> _REQUIRED WORK_: Please give the part of the toy figures post that opens with the words containing "Thursday, May 4, 2017" and closes with "inches, I've corrected!" again, changing "Saracens" to "Crusaders".

> _EXCERPT TO READ_:
○ ○ ○ ○ ○ ○ ○

Thursday, May 4, 2017

L is for Little Chaps

Seems like synergy to follow yesterday's with today's smallies, another box-ticker as I have loads of these in storage, different sizes, colours, plastic &etc. as while all the purists were sticking with hollow-casts or 54mm, I was hoovering-up these sub-scales! Anyway we will look at them properly another day, for now these are recent incomers, I still pick them up when I can as the Saracens are hard to find intact!

 Cherilea - 45/50mm
Spear-man suffering from some 're-paint'!

Comparison with two Hilco 'stand'ee-up'ees' and one other Hill

All the above from hollow-cast moulds, yesterdays sizes were out by two inches, I've corrected!

Wednesday, May 3, 2017

B is is for Big Buggers

Yes, you are right; we a in a phase of lazy-posts! This is due to technical issues with Hotmail-call-me-Outlook which is currently being addressed by Gmail! In the meantime I'm just throwing stuff up here in the hope it sticks!

A random sample of larger or 'over-scale' figures in a variety of formats and from various sources; left (4-inches) to right (8-inches):
  • Poured-resin Egyptian god, from a charity shop, I bought six about twelve years ago and then found dozens of other sculpts on evilBay - possibly a part-work thing? But equally likely to be just tourist tat.

○ ○ ○ ○ ○ ○ ○

> _GIVEN DATA_:
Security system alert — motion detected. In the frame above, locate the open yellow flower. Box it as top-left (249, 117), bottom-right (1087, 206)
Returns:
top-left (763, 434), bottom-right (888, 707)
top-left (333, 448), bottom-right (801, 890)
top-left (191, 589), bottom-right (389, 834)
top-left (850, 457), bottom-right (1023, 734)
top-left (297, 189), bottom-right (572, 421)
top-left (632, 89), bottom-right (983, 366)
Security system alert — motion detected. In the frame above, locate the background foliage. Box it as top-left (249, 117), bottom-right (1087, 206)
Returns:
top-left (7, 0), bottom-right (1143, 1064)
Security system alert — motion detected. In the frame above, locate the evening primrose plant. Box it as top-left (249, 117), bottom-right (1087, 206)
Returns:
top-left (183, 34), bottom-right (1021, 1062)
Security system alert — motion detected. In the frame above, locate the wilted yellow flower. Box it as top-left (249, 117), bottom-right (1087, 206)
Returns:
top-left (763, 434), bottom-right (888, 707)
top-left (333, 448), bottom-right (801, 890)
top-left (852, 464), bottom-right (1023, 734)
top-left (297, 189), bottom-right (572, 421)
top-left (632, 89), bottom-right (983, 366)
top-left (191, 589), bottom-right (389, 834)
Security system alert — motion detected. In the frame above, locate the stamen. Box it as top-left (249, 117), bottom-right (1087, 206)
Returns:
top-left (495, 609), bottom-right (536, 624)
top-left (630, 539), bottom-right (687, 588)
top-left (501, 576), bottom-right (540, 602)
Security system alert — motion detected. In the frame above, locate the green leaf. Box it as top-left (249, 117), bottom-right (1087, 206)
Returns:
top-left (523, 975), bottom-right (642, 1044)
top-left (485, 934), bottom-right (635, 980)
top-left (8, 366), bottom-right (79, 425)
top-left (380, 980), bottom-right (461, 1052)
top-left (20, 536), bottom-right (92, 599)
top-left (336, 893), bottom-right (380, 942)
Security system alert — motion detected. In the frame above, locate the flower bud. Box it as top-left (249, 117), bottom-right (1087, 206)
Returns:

○ ○ ○ ○ ○ ○ ○

> _CORRECT OUTPUT_:
Thursday, May 4, 2017

L is for Little Chaps

Seems like synergy to follow yesterday's with today's smallies, another box-ticker as I have loads of these in storage, different sizes, colours, plastic &etc. as while all the purists were sticking with hollow-casts or 54mm, I was hoovering-up these sub-scales! Anyway we will look at them properly another day, for now these are recent incomers, I still pick them up when I can as the Crusaders are hard to find intact!

 Cherilea - 45/50mm
Spear-man suffering from some 're-paint'!

Comparison with two Hilco 'stand'ee-up'ees' and one other Hill

All the above from hollow-cast moulds, yesterdays sizes were out by two inches, I've corrected!